#### [Task to carry out]
Show all lines of the listing that hold the word "positive".

━━━━━━━━━━━━━━━━

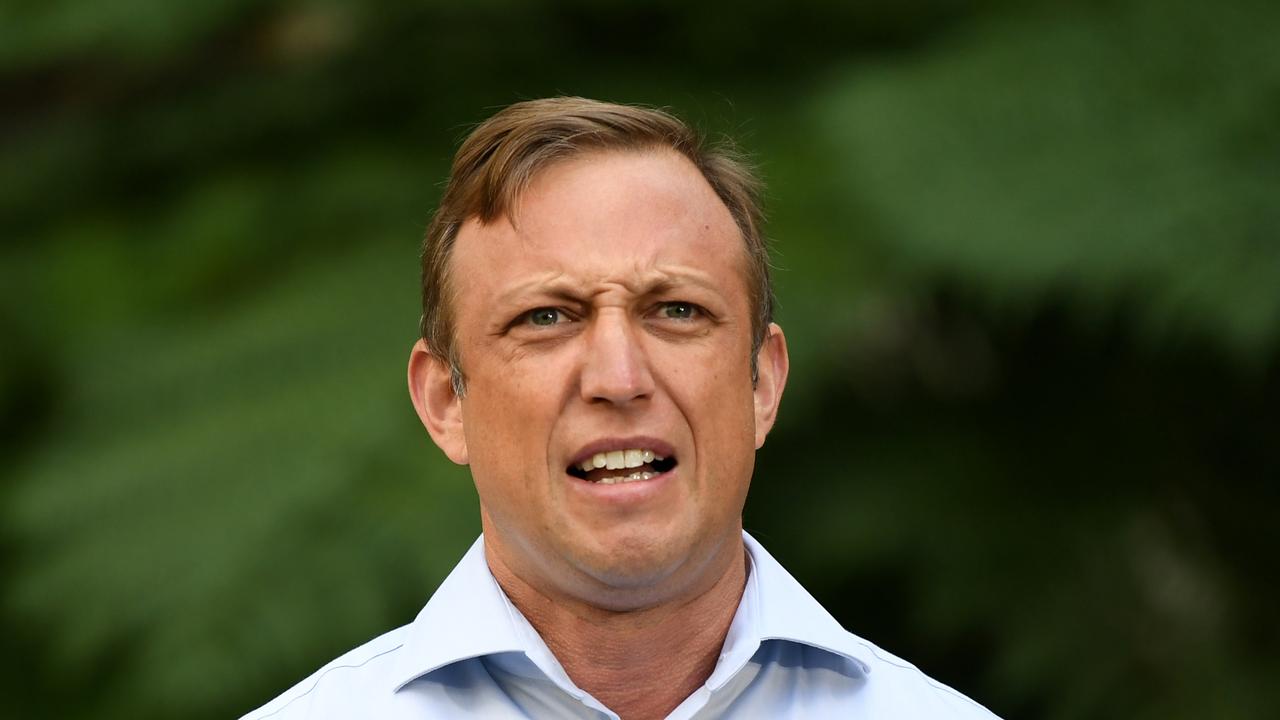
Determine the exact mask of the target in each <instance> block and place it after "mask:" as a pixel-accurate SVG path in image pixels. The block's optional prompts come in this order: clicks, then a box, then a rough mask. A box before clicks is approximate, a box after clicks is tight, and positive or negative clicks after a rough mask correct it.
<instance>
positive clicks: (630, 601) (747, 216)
mask: <svg viewBox="0 0 1280 720" xmlns="http://www.w3.org/2000/svg"><path fill="white" fill-rule="evenodd" d="M593 133H595V135H598V136H599V137H593ZM477 138H479V140H477ZM698 147H699V145H698V142H696V138H695V137H694V136H692V135H691V133H690V132H689V131H687V128H686V127H685V126H682V124H680V123H678V122H677V120H675V119H672V118H669V117H668V115H664V114H660V113H655V111H652V110H639V109H634V108H622V106H616V105H605V104H599V102H591V101H586V100H572V99H567V100H545V101H535V102H526V104H520V105H515V106H512V108H509V109H507V110H504V111H503V113H499V115H497V117H495V118H494V119H492V120H489V123H485V124H484V126H480V128H477V129H476V131H475V132H474V133H472V136H471V138H468V140H467V141H466V142H465V143H463V147H462V150H460V152H458V159H457V161H456V163H454V177H453V179H452V181H451V184H449V188H448V190H447V192H445V199H444V201H443V204H442V210H440V214H439V215H438V217H436V218H435V220H434V222H433V224H431V229H430V231H429V234H428V240H426V243H428V246H426V249H425V252H424V255H425V260H424V265H425V266H431V268H436V270H430V269H429V270H424V277H425V282H426V287H425V288H424V295H429V296H431V297H428V299H426V300H425V301H424V306H425V307H426V306H431V307H434V310H430V311H429V313H431V314H428V315H424V336H425V340H424V341H420V342H419V345H417V346H416V347H415V351H413V355H412V356H411V360H410V388H411V393H412V396H413V402H415V407H416V409H417V411H419V415H420V416H421V418H422V421H424V424H425V425H426V428H428V430H429V432H430V433H431V437H433V439H434V441H435V442H436V445H439V446H440V447H442V450H444V452H445V454H447V455H448V456H449V457H451V459H452V460H454V461H456V462H462V464H468V465H470V466H471V474H472V477H474V479H475V483H476V489H477V493H479V496H480V506H481V520H483V524H484V529H485V544H486V550H488V552H489V559H490V564H495V562H497V564H500V565H503V566H504V568H507V569H509V571H511V573H512V574H515V575H517V577H520V578H521V580H524V582H525V583H527V584H530V585H532V587H535V588H538V591H539V592H541V593H544V594H548V596H550V597H561V598H576V600H580V601H588V602H590V603H593V605H596V606H600V607H611V609H620V610H625V609H634V607H640V606H646V605H653V603H659V602H664V601H672V600H676V598H680V597H684V596H687V594H689V593H692V592H698V591H699V589H705V587H707V584H708V583H709V582H712V579H713V578H714V577H717V574H722V573H723V568H726V566H727V564H728V562H733V561H737V562H741V552H742V548H741V541H740V538H739V533H740V532H741V511H742V503H744V501H745V497H746V489H748V486H749V483H750V477H751V470H753V468H754V454H755V450H756V448H758V447H759V446H760V445H762V443H763V442H764V437H765V434H767V433H768V430H769V428H771V427H772V424H773V420H774V416H776V410H777V405H778V401H780V400H781V395H782V388H783V384H785V382H786V374H787V356H786V343H785V340H783V337H782V332H781V329H780V328H778V327H777V325H774V324H772V323H769V322H768V310H769V307H768V305H769V300H768V281H767V266H765V258H764V255H763V252H764V249H763V242H762V241H760V236H759V222H758V218H759V213H758V210H756V205H755V201H754V183H753V182H751V179H750V176H749V174H748V173H746V172H745V170H742V169H741V165H739V164H736V163H733V161H732V160H730V159H727V158H724V156H719V155H704V154H701V152H703V151H701V150H698ZM517 150H520V151H518V152H517ZM708 168H714V169H716V170H714V173H716V174H714V176H713V174H710V172H709V170H708ZM712 177H714V178H716V179H712ZM726 178H728V179H726ZM753 243H754V245H753ZM755 249H758V251H756V250H755ZM433 273H438V274H436V275H433ZM442 318H444V319H443V320H442ZM433 338H435V340H434V341H433ZM433 342H436V343H439V345H436V346H433V345H431V343H433ZM440 345H443V346H444V347H443V348H440V347H439V346H440ZM458 366H461V368H462V369H463V370H465V373H466V382H467V388H466V393H465V395H463V393H462V392H461V388H460V387H458V383H457V382H456V380H457V378H458V375H457V372H456V369H457V368H458ZM618 464H621V465H622V466H621V468H616V466H614V465H618ZM600 465H603V466H600Z"/></svg>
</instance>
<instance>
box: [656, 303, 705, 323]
mask: <svg viewBox="0 0 1280 720" xmlns="http://www.w3.org/2000/svg"><path fill="white" fill-rule="evenodd" d="M698 313H699V307H698V306H696V305H694V304H692V302H682V301H673V302H663V304H662V306H660V307H659V309H658V314H659V315H660V316H663V318H667V319H671V320H692V319H694V318H696V316H698Z"/></svg>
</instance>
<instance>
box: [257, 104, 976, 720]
mask: <svg viewBox="0 0 1280 720" xmlns="http://www.w3.org/2000/svg"><path fill="white" fill-rule="evenodd" d="M756 195H758V193H756V186H755V181H754V179H753V177H751V174H750V173H749V172H748V170H746V169H745V168H744V167H742V165H741V164H740V163H737V161H736V160H733V159H732V156H730V155H728V154H726V152H723V151H719V150H714V149H708V147H705V146H703V143H701V142H700V140H699V138H698V137H696V136H695V135H694V133H692V132H691V131H690V129H689V128H687V127H686V126H684V124H682V123H680V122H678V120H676V119H675V118H672V117H669V115H667V114H664V113H660V111H655V110H648V109H639V108H630V106H620V105H611V104H604V102H596V101H590V100H584V99H575V97H559V99H550V100H535V101H529V102H520V104H516V105H512V106H511V108H507V109H506V110H503V111H500V113H498V114H497V115H494V117H493V118H490V119H489V120H488V122H485V123H484V124H481V126H480V127H477V128H476V129H475V131H474V132H472V133H471V136H470V137H468V138H467V140H466V141H465V142H463V145H462V147H461V149H460V150H458V155H457V158H456V160H454V164H453V169H452V173H451V177H449V183H448V186H447V188H445V192H444V197H443V199H442V201H440V208H439V209H438V211H436V215H435V218H434V220H433V222H431V225H430V228H429V229H428V234H426V241H425V245H424V254H422V258H424V259H422V296H424V300H422V340H421V341H419V342H417V345H416V346H415V347H413V351H412V355H411V357H410V365H408V384H410V393H411V396H412V400H413V406H415V407H416V409H417V413H419V416H420V418H421V420H422V424H424V425H425V427H426V429H428V432H429V433H430V434H431V438H433V439H434V441H435V443H436V445H438V446H439V447H440V448H442V450H443V451H444V452H445V455H448V456H449V459H451V460H453V461H454V462H458V464H466V465H470V468H471V474H472V478H474V479H475V484H476V492H477V493H479V496H480V512H481V525H483V530H484V534H483V537H481V539H479V541H476V543H475V546H474V547H472V548H471V551H470V552H468V553H467V555H466V557H463V560H462V562H461V564H460V565H458V566H457V568H456V569H454V571H453V573H452V574H451V575H449V577H448V578H447V579H445V580H444V583H443V584H442V585H440V588H439V589H438V591H436V592H435V594H434V596H433V597H431V600H430V602H428V605H426V607H425V609H424V610H422V612H421V614H420V615H419V616H417V619H416V620H415V621H413V623H412V624H410V625H407V626H404V628H401V629H398V630H393V632H392V633H388V634H385V635H383V637H380V638H378V639H375V641H372V642H370V643H367V644H365V646H362V647H360V648H357V650H355V651H352V652H349V653H347V655H344V656H343V657H340V659H338V660H335V661H334V662H332V664H330V665H328V666H325V667H323V669H321V670H320V671H317V673H316V674H315V675H312V676H311V678H307V679H306V680H303V682H302V683H300V684H298V685H297V687H294V688H293V689H291V691H289V692H287V693H284V694H283V696H280V697H279V698H276V700H275V701H273V702H271V703H269V705H266V706H265V707H262V708H260V710H259V711H256V712H253V714H250V715H248V716H247V717H251V719H255V720H256V719H268V717H271V719H300V717H376V719H392V720H399V719H410V717H422V719H428V717H430V719H435V717H461V716H474V717H486V719H503V717H614V719H616V717H622V719H657V717H769V719H773V717H895V719H943V717H959V719H979V717H992V716H991V715H989V714H988V712H987V711H986V710H983V708H982V707H980V706H978V705H975V703H973V702H972V701H969V700H968V698H965V697H963V696H960V694H959V693H956V692H955V691H951V689H948V688H946V687H943V685H940V684H937V683H933V682H932V680H929V679H928V678H925V676H924V675H923V674H920V673H919V671H918V670H916V669H914V667H913V666H910V665H908V664H905V662H902V661H901V660H897V659H896V657H893V656H892V655H888V653H886V652H883V651H881V650H879V648H877V647H874V646H872V644H870V643H868V642H865V641H861V639H859V638H856V637H855V635H851V634H849V633H846V632H845V630H844V629H842V628H841V626H840V625H838V624H837V623H836V621H835V620H833V619H832V618H831V616H829V615H828V614H827V612H826V611H823V609H822V607H820V606H818V603H817V602H815V601H814V600H813V598H812V597H810V596H809V594H808V593H806V592H805V591H804V589H803V588H801V587H800V585H799V584H797V583H796V582H795V580H794V579H792V578H791V577H790V575H787V573H786V571H785V570H783V569H782V568H781V566H780V565H778V564H777V562H776V561H774V560H773V559H772V557H769V555H768V553H767V552H765V551H764V550H763V548H762V547H760V546H759V544H758V543H755V541H753V539H751V538H750V537H749V536H745V534H744V532H742V520H741V514H742V505H744V502H745V500H746V491H748V484H749V483H750V479H751V470H753V465H754V457H755V451H756V450H758V448H759V447H760V446H762V445H763V443H764V438H765V436H767V434H768V432H769V428H771V427H772V425H773V420H774V418H776V416H777V409H778V402H780V400H781V397H782V389H783V387H785V384H786V378H787V348H786V341H785V338H783V334H782V329H781V328H778V325H777V324H773V323H772V322H771V310H772V300H771V290H769V278H768V255H767V251H765V247H764V241H763V237H762V231H760V214H759V206H758V202H756Z"/></svg>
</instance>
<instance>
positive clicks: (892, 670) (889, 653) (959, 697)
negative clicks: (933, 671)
mask: <svg viewBox="0 0 1280 720" xmlns="http://www.w3.org/2000/svg"><path fill="white" fill-rule="evenodd" d="M846 634H847V642H849V643H851V644H852V646H854V647H856V648H859V650H860V652H859V653H858V659H859V660H860V661H861V662H863V664H865V665H867V683H865V687H864V688H863V692H865V693H867V701H868V702H869V703H870V705H873V706H876V707H881V708H883V710H886V711H887V710H890V708H892V710H893V712H887V714H886V715H884V716H890V717H920V719H924V717H928V719H943V717H946V719H948V720H950V719H954V720H998V719H997V717H996V715H995V714H992V712H991V711H989V710H987V708H986V707H983V706H982V705H979V703H978V702H975V701H973V700H970V698H969V697H966V696H965V694H964V693H961V692H959V691H956V689H954V688H951V687H950V685H946V684H943V683H940V682H938V680H934V679H933V678H931V676H928V675H925V674H924V673H923V671H922V670H920V669H919V667H916V666H915V665H911V664H910V662H908V661H906V660H902V659H901V657H899V656H896V655H893V653H891V652H888V651H886V650H883V648H881V647H879V646H877V644H874V643H872V642H869V641H865V639H863V638H860V637H858V635H855V634H852V633H846ZM904 711H905V712H904ZM873 715H874V714H873ZM876 716H879V715H876Z"/></svg>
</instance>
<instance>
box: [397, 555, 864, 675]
mask: <svg viewBox="0 0 1280 720" xmlns="http://www.w3.org/2000/svg"><path fill="white" fill-rule="evenodd" d="M742 541H744V542H745V544H746V551H748V560H749V562H750V566H749V573H748V580H746V588H745V591H744V593H742V600H741V602H740V603H739V607H737V612H736V614H735V615H733V620H732V623H731V625H730V630H728V634H727V635H726V638H724V646H723V650H722V652H721V659H719V662H718V664H717V666H716V670H714V673H713V674H712V676H710V678H709V679H708V685H709V687H712V688H713V689H714V688H717V687H719V685H721V684H723V683H726V682H728V679H730V678H731V676H732V675H733V674H736V673H737V670H739V669H741V666H742V665H745V664H746V661H749V660H750V657H751V656H753V655H755V651H756V650H758V648H759V646H760V643H762V642H764V641H771V639H778V641H790V642H796V643H801V644H806V646H812V647H815V648H819V650H824V651H827V652H832V653H836V655H841V656H844V657H847V659H850V660H852V661H854V662H856V664H858V665H859V666H860V669H861V670H863V673H869V671H870V666H869V662H868V661H867V660H865V657H864V653H865V651H867V648H865V647H863V646H861V644H860V643H858V641H856V638H855V637H854V635H851V634H849V633H847V632H845V629H844V628H842V626H841V625H840V623H837V621H836V619H835V618H832V616H831V614H828V612H827V611H826V610H823V607H822V606H820V605H819V603H818V601H817V600H814V598H813V596H810V594H809V593H808V592H806V591H805V589H804V588H803V587H801V585H800V583H799V582H796V579H795V578H792V577H791V574H790V573H787V571H786V570H785V569H783V568H782V565H780V564H778V561H777V560H774V559H773V556H772V555H769V553H768V552H767V551H765V550H764V547H762V546H760V543H758V542H756V541H755V538H753V537H751V536H749V534H748V533H745V532H744V533H742ZM402 650H403V652H401V653H398V656H399V657H398V660H397V666H396V675H394V678H393V680H394V683H396V689H399V688H402V687H404V685H406V684H408V683H410V682H412V680H413V679H416V678H420V676H422V675H425V674H428V673H431V671H434V670H438V669H440V667H444V666H445V665H452V664H454V662H461V661H463V660H468V659H472V657H484V656H489V655H498V653H504V652H517V653H524V655H525V656H527V657H529V660H531V661H532V662H534V664H535V665H538V667H539V669H540V670H541V671H543V673H545V674H547V675H548V676H550V678H552V679H554V680H557V682H558V683H567V684H568V685H572V683H571V682H570V679H568V676H567V675H564V670H563V667H562V666H561V665H559V662H557V661H556V660H554V657H553V656H552V653H550V651H549V650H548V648H547V644H545V643H544V642H543V641H541V638H540V637H538V633H536V632H535V630H534V628H532V625H530V624H529V620H526V619H525V616H524V615H521V614H520V611H518V610H517V609H516V606H515V605H512V602H511V600H509V598H507V594H506V593H504V592H502V588H500V587H499V585H498V582H497V580H495V579H494V577H493V573H490V571H489V564H488V562H486V561H485V555H484V536H480V538H477V539H476V542H475V543H472V546H471V548H470V550H468V551H467V553H466V555H465V556H462V560H461V561H460V562H458V565H457V566H456V568H454V569H453V571H452V573H449V577H448V578H445V579H444V582H443V583H440V587H439V588H438V589H436V591H435V594H433V596H431V600H430V601H428V603H426V607H424V609H422V611H421V612H419V615H417V618H416V619H415V620H413V623H412V624H411V625H410V628H408V632H407V634H406V638H404V646H403V648H402Z"/></svg>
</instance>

━━━━━━━━━━━━━━━━

#### [Written response]
Determine the exact mask of the target in each <instance> block and place it after "mask:" as a pixel-accurate SVG path in image pixels. The block's optional prompts come in this order: clicks, then a box, then a rough mask. A box before clicks is approximate, a box after clicks is tight, and positive or negative clicks after a rough mask correct it.
positive clicks: (630, 601) (747, 216)
positive clicks: (892, 670) (889, 653) (959, 697)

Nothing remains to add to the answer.